▶ _TEXT BLOCK_
--

Question

Q. When 3x^2 - ax +8 is divided by (x - 2) and
5x^2 + ax -17 is divided by
(x +3) the remainders are the same. Find a

please let me know the answer of this Q

# answers needed with explanation
#no spam​

Answer 1

Step-by-step explanation:

When

$p(x) = 3 {x}^{2} - ax + 8$

is divided by x-2

and

$g(x) = 5 {x}^{2} + ax - 17$

is divided by x+3,then both remainders are same.

Method1: Divide both polynomial,then equate both remainders and solve for a

Method 2: Apply remainder theorem and then equate both remainders and solve for a

I am applying here method 2.

--

▶ _DATA LISTING_
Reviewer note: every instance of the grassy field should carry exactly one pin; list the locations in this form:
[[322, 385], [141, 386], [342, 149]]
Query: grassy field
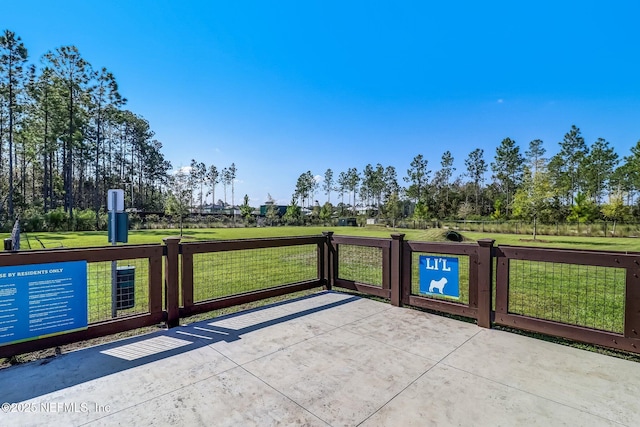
[[99, 238], [587, 296]]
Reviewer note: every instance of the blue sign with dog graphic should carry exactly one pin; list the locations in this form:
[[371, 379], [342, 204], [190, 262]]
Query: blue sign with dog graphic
[[439, 276]]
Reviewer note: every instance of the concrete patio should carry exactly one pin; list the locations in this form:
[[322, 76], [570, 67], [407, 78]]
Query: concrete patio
[[328, 359]]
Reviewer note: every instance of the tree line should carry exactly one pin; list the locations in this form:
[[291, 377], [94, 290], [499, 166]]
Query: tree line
[[66, 138], [582, 182]]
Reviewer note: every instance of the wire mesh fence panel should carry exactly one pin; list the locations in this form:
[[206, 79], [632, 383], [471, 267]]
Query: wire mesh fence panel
[[132, 289], [221, 274], [587, 296], [362, 264], [463, 277]]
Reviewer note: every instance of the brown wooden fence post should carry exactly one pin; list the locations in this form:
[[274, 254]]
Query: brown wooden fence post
[[328, 260], [396, 268], [171, 282], [485, 281]]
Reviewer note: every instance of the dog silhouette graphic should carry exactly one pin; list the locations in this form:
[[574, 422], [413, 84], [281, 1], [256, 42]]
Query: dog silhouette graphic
[[438, 284]]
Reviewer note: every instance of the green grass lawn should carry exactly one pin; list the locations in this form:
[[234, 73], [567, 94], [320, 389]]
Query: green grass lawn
[[566, 293]]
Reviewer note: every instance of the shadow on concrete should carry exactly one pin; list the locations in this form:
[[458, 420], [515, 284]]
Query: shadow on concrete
[[23, 382]]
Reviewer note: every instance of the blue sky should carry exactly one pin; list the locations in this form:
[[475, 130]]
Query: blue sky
[[284, 87]]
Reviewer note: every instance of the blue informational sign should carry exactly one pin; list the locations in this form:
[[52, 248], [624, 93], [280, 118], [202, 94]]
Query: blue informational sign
[[39, 300], [439, 276]]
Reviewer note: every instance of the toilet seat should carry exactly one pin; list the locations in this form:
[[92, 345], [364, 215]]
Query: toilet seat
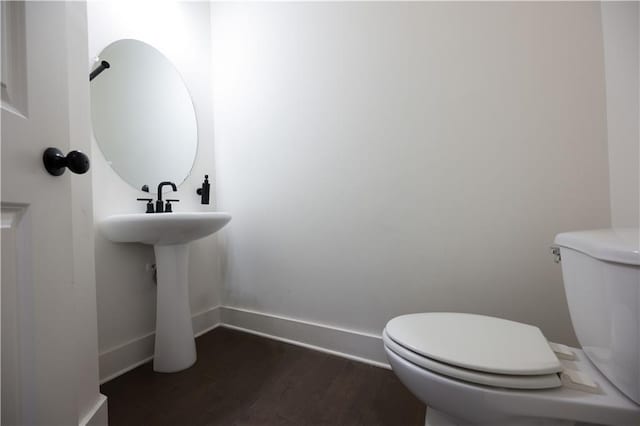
[[476, 342], [542, 381], [478, 404]]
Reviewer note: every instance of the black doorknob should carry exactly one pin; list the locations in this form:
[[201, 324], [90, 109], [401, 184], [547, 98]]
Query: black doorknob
[[55, 162]]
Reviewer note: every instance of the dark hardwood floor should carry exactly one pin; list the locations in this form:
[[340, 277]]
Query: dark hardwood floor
[[242, 379]]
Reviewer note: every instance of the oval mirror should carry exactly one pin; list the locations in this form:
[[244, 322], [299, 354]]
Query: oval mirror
[[143, 117]]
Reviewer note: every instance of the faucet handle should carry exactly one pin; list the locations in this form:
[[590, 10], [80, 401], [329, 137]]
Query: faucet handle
[[149, 204], [167, 206]]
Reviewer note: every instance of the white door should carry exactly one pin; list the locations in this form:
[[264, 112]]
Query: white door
[[49, 346]]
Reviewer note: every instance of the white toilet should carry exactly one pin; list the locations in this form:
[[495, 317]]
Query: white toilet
[[475, 369]]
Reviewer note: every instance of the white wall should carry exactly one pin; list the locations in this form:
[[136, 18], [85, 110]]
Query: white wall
[[621, 34], [386, 158], [125, 291]]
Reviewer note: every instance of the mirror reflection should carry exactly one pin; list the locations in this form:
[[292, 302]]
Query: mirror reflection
[[143, 116]]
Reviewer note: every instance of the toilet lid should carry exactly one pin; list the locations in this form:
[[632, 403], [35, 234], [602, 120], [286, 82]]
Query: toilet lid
[[542, 381], [476, 342]]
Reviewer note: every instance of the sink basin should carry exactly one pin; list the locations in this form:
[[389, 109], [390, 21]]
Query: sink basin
[[162, 228], [170, 234]]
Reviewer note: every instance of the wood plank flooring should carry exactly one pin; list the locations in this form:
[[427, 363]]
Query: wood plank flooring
[[242, 379]]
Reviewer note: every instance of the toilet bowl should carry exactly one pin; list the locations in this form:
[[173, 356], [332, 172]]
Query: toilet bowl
[[475, 369]]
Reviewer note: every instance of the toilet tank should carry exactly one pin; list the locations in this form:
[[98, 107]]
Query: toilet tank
[[601, 273]]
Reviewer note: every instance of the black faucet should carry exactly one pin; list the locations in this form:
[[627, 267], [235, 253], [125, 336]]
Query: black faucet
[[159, 205]]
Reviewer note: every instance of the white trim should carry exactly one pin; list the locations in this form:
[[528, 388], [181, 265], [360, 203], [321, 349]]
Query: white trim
[[125, 357], [97, 416], [351, 344]]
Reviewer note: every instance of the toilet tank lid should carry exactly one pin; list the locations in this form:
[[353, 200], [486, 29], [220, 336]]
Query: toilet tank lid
[[620, 245]]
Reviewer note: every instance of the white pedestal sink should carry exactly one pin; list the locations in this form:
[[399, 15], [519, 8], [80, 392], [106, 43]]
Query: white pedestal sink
[[170, 234]]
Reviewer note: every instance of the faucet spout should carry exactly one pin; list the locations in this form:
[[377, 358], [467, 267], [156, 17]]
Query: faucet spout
[[165, 183], [159, 205]]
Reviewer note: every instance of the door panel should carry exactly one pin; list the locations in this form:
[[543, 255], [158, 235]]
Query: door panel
[[50, 320]]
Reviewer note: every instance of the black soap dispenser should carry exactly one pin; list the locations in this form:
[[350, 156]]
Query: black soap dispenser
[[204, 191]]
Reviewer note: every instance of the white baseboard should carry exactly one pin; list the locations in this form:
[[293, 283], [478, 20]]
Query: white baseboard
[[97, 416], [129, 355], [351, 344]]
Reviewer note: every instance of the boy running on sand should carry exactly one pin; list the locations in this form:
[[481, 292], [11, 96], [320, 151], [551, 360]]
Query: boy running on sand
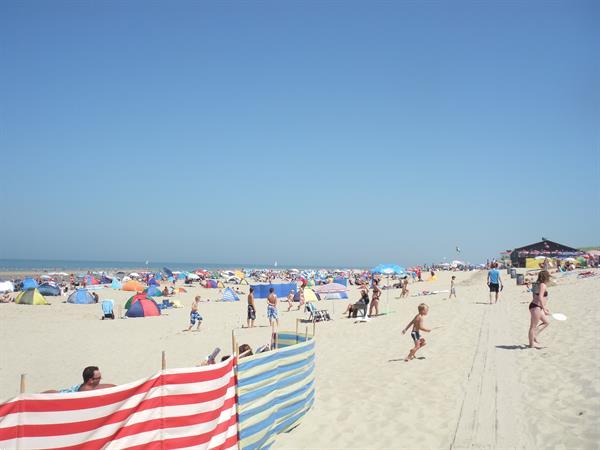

--

▶ _TASK LIST_
[1] According to the remainder-theorem thread, which method does the answerer choose to apply?
[2] Please reproduce the remainder-theorem thread word for word from "is divided by x-2" to "here method 2.".
[3] Continue the remainder-theorem thread from the point where it stops.

▶ _ANSWERS IN ORDER_
[1] Method 2: apply the remainder theorem, then equate both remainders and solve for a.

[2]
is divided by x-2

and

$g(x) = 5 {x}^{2} + ax - 17$

is divided by x+3,then both remainders are same.

Method1: Divide both polynomial,then equate both remainders and solve for a

Method 2: Apply remainder theorem and then equate both remainders and solve for a

I am applying here method 2.

[3]
Remainder Theorem:

put x=2

$p(2) = 3 {(2)}^{2} - a(2)+ 8 \\ \\ = 12 - 2a + 8 \\ \\ p(2)= 20 - 2a$

Put x=-3,in g(x)

$g( - 3) = 5 {( - 3)}^{2} + a( - 3) - 17 \\ \\ = 45 - 3a - 17 \\ \\ g( - 3) = 28 - 3a$

Now according to the question,both remainders are same

$p(2) = g( - 3) \\ \\ 20 - 2a = 28 - 3a \\ \\ - 2a + 3a = 28 - 20 \\ \\ a = 8$

Hope it helps you.